### Work request
An exact copy of the whole listing is required.

### Supplied entries
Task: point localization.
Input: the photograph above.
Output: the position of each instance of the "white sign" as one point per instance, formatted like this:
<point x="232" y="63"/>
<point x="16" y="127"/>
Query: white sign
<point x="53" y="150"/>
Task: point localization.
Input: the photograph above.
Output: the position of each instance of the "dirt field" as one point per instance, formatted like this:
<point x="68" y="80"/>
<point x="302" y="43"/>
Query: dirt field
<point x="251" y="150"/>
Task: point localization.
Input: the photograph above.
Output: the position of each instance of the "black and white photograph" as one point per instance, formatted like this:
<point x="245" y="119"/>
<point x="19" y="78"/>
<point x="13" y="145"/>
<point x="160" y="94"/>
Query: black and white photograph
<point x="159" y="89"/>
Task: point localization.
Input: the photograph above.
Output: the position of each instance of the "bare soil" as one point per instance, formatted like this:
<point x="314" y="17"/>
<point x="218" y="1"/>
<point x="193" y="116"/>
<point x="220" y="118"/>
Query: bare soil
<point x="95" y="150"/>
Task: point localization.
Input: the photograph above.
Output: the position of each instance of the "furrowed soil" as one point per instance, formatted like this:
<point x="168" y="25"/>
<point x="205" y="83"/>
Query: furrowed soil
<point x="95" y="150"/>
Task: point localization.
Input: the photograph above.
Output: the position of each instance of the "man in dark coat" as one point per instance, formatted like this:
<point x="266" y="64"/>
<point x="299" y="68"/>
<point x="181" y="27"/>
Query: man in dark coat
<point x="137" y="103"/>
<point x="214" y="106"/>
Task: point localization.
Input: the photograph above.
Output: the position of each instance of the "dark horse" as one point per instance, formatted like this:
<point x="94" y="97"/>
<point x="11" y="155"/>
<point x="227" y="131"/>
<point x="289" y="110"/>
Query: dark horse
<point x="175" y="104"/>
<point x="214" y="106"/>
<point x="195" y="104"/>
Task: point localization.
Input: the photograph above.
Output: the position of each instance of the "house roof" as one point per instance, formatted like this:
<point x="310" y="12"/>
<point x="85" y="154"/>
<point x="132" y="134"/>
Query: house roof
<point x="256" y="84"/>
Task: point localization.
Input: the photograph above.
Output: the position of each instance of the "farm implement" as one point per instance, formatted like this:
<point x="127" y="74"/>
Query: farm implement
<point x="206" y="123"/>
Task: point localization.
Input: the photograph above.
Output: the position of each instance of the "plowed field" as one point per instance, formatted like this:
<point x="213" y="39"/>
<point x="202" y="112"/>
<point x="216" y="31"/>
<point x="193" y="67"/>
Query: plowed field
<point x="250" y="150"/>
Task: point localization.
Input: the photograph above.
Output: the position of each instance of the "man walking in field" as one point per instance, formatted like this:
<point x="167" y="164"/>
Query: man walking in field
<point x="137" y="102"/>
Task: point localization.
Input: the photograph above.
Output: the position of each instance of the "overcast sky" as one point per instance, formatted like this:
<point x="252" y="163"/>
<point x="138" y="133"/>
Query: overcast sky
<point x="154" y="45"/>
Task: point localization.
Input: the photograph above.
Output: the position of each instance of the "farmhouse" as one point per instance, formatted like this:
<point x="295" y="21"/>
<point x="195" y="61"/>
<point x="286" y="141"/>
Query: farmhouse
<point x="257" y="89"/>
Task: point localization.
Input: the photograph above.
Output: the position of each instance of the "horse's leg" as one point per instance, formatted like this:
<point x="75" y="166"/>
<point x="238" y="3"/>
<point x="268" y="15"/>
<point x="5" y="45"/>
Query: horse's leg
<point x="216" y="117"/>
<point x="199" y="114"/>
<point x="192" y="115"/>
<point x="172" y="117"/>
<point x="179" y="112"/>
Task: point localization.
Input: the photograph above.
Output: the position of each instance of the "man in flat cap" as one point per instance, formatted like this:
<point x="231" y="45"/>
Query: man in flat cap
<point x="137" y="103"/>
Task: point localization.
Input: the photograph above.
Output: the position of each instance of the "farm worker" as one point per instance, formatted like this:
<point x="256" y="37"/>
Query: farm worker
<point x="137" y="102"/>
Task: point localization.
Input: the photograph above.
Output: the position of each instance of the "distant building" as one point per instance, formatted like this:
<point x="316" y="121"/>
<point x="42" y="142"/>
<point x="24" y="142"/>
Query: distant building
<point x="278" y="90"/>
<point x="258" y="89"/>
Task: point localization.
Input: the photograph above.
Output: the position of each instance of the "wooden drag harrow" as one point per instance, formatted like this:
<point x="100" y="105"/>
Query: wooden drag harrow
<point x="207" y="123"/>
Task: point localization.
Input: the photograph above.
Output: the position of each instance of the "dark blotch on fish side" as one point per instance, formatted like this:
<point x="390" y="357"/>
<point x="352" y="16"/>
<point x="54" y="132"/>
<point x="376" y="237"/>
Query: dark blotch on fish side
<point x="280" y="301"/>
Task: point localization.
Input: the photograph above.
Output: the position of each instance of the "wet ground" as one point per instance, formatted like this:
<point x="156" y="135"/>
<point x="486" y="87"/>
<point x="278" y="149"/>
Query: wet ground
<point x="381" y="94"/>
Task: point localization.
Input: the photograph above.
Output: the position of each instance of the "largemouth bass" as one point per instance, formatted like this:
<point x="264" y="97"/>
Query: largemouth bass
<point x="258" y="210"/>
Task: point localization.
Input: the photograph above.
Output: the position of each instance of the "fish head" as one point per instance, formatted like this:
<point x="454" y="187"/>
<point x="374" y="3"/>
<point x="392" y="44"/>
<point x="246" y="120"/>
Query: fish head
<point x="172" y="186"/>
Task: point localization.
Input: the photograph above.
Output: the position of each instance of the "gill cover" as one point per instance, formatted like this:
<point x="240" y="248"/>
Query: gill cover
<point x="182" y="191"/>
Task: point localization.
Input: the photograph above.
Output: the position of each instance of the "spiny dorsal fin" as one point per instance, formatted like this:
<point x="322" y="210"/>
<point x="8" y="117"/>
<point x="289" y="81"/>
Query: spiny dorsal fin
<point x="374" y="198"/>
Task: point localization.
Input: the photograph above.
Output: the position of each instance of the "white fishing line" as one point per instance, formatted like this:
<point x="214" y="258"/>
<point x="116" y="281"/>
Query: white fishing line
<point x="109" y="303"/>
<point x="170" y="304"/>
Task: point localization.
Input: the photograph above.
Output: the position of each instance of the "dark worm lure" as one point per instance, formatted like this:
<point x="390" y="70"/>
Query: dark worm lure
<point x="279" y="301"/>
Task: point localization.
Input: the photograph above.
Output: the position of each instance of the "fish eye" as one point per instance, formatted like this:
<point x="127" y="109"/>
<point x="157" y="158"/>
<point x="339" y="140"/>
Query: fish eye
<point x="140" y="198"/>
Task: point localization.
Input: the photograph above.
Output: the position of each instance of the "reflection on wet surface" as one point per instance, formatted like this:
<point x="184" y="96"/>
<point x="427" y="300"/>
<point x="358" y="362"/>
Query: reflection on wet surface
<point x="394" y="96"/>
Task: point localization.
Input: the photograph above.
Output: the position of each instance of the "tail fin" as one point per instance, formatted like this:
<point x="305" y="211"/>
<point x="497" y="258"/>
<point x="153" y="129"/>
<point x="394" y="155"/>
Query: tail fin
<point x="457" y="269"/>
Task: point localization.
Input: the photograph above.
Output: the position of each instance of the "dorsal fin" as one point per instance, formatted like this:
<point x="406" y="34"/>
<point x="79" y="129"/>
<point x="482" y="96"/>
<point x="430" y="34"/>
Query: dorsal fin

### Reply to the exercise
Task: point localization.
Input: the photograph above.
Output: the position of each instance of the "white sign" as one point per instance, formatted like this:
<point x="232" y="63"/>
<point x="16" y="127"/>
Query: white sign
<point x="53" y="150"/>
Task: point localization.
Input: the photograph above.
Output: the position of each instance of the "dirt field" as one point per instance, formatted like this:
<point x="68" y="80"/>
<point x="302" y="43"/>
Query: dirt field
<point x="251" y="150"/>
Task: point localization.
Input: the photograph above.
Output: the position of each instance of the "black and white photograph" as one point per instance, formatted like this:
<point x="245" y="119"/>
<point x="19" y="78"/>
<point x="13" y="145"/>
<point x="160" y="94"/>
Query: black and white photograph
<point x="159" y="89"/>
Task: point localization.
Input: the photograph above.
Output: the position of each instance of the "bare soil" as one point per instance, formatted like this:
<point x="314" y="17"/>
<point x="218" y="1"/>
<point x="193" y="116"/>
<point x="220" y="118"/>
Query: bare soil
<point x="95" y="150"/>
Task: point localization.
Input: the photograph above.
Output: the position of each instance of the "furrowed soil" as one point per instance, formatted like this:
<point x="168" y="25"/>
<point x="205" y="83"/>
Query: furrowed soil
<point x="95" y="150"/>
Task: point localization.
Input: the photograph above.
Output: the position of each instance of the "man in dark coat" as one point per instance, formatted like this:
<point x="266" y="64"/>
<point x="299" y="68"/>
<point x="181" y="27"/>
Query: man in dark coat
<point x="137" y="103"/>
<point x="214" y="106"/>
Task: point localization.
Input: the photograph above.
Output: the position of each instance of the "dark horse" as one point per instance, formatted like this:
<point x="94" y="97"/>
<point x="11" y="155"/>
<point x="227" y="131"/>
<point x="289" y="110"/>
Query: dark horse
<point x="175" y="104"/>
<point x="214" y="106"/>
<point x="195" y="104"/>
Task: point localization.
Input: the photograph above.
Output: the position of each instance of the "house roof" as one point per instance, formatted like this:
<point x="310" y="12"/>
<point x="85" y="154"/>
<point x="132" y="134"/>
Query: house roof
<point x="256" y="84"/>
Task: point localization.
Input: the photograph above.
Output: the position of each instance of the "farm implement" as one point per instance, formatted like this:
<point x="127" y="74"/>
Query: farm implement
<point x="206" y="123"/>
Task: point localization.
Input: the photograph above.
Output: the position of each instance of the "plowed field" as one point per instance, formatted like this:
<point x="213" y="39"/>
<point x="202" y="112"/>
<point x="216" y="31"/>
<point x="193" y="67"/>
Query: plowed field
<point x="250" y="150"/>
Task: point localization.
Input: the photograph above.
Output: the position of each instance of the "man walking in field" as one point per instance, formatted like this:
<point x="167" y="164"/>
Query: man walking in field
<point x="137" y="102"/>
Task: point localization.
Input: the photograph above.
Output: the position of each instance of the "overcast sky" as one point per instance, formatted like this:
<point x="252" y="163"/>
<point x="138" y="133"/>
Query: overcast sky
<point x="154" y="45"/>
Task: point localization.
Input: the photograph above.
Output: the position of each instance of the "farmhouse" as one point per instance, formatted like this:
<point x="295" y="21"/>
<point x="195" y="61"/>
<point x="286" y="141"/>
Query: farmhouse
<point x="257" y="89"/>
Task: point localization.
Input: the photograph above.
Output: the position of each instance of the "horse's leg" as one point per instance, formatted like this:
<point x="75" y="166"/>
<point x="238" y="3"/>
<point x="268" y="15"/>
<point x="5" y="45"/>
Query: horse's leg
<point x="216" y="117"/>
<point x="199" y="114"/>
<point x="192" y="115"/>
<point x="172" y="117"/>
<point x="179" y="112"/>
Task: point localization.
Input: the photograph above.
Output: the position of each instance of the "man in flat cap" as one point per instance, formatted like this:
<point x="231" y="45"/>
Query: man in flat cap
<point x="137" y="103"/>
Task: point localization.
Input: the photograph above.
Output: the position of each instance of the "farm worker" as one point per instance, formatted like this:
<point x="256" y="37"/>
Query: farm worker
<point x="137" y="102"/>
Task: point localization.
Input: the photograph above.
Output: the position of each instance of the "distant building" as one point per instance, formatted like this:
<point x="316" y="121"/>
<point x="42" y="142"/>
<point x="24" y="142"/>
Query: distant building
<point x="278" y="90"/>
<point x="258" y="89"/>
Task: point localization.
Input: the photograph above.
Output: the position of each instance of the "wooden drag harrow" as one point per instance, formatted like this:
<point x="100" y="105"/>
Query: wooden drag harrow
<point x="207" y="123"/>
Task: point localization.
Input: the photograph above.
Output: the position of each instance of the "dark blotch on fish side" as one point per instance, formatted like this:
<point x="390" y="357"/>
<point x="352" y="16"/>
<point x="54" y="132"/>
<point x="376" y="237"/>
Query: dark blotch on fish side
<point x="280" y="301"/>
Task: point localization.
Input: the photograph above.
Output: the position of each instance of the "wet ground" as one point per instance, formatted like this:
<point x="156" y="135"/>
<point x="486" y="87"/>
<point x="278" y="149"/>
Query: wet ground
<point x="381" y="94"/>
Task: point localization.
Input: the photograph above.
Output: the position of each instance of the "largemouth bass" as one point per instance, formatted like this:
<point x="264" y="97"/>
Query: largemouth bass
<point x="258" y="210"/>
Task: point localization.
Input: the photograph above.
Output: the position of each instance of the "fish head" as one point per instance, formatted like this:
<point x="454" y="187"/>
<point x="374" y="3"/>
<point x="392" y="44"/>
<point x="246" y="120"/>
Query: fish head
<point x="172" y="186"/>
Task: point localization.
Input: the photograph above.
Output: the position of each instance of the "gill cover" as one point per instance, formatted like this:
<point x="240" y="248"/>
Query: gill cover
<point x="182" y="191"/>
Task: point localization.
Input: the photograph above.
Output: the position of each instance of the "spiny dorsal fin" as one point per instance, formatted like this:
<point x="322" y="210"/>
<point x="8" y="117"/>
<point x="289" y="81"/>
Query: spiny dorsal fin
<point x="374" y="198"/>
Task: point localization.
Input: the photograph above.
Output: the position of each instance of the "white fishing line" as one point per instance, formatted like this:
<point x="214" y="258"/>
<point x="116" y="281"/>
Query: white fishing line
<point x="109" y="303"/>
<point x="170" y="304"/>
Task: point localization.
Input: the photograph above.
Output: the position of each instance of the "dark worm lure" as one point per instance, formatted like this:
<point x="390" y="70"/>
Query: dark worm lure
<point x="279" y="301"/>
Task: point localization.
Input: the photograph above.
Output: the position of each instance of the "fish eye" as one point per instance, formatted like this:
<point x="127" y="109"/>
<point x="157" y="158"/>
<point x="339" y="140"/>
Query: fish eye
<point x="140" y="198"/>
Task: point localization.
Input: the photograph above.
Output: the position of each instance of the "reflection on wet surface" as one point per instance, formatted like this:
<point x="184" y="96"/>
<point x="427" y="300"/>
<point x="358" y="362"/>
Query: reflection on wet surface
<point x="394" y="96"/>
Task: point localization.
Input: the photograph above.
Output: the position of each instance of the "tail fin" as one point per instance, formatted like this:
<point x="305" y="211"/>
<point x="497" y="258"/>
<point x="153" y="129"/>
<point x="394" y="155"/>
Query: tail fin
<point x="457" y="269"/>
Task: point localization.
Input: the photograph above.
Output: the position of each instance of the "dorsal fin" as one point per instance, formatted like this:
<point x="406" y="34"/>
<point x="79" y="129"/>
<point x="482" y="96"/>
<point x="430" y="34"/>
Query: dorsal fin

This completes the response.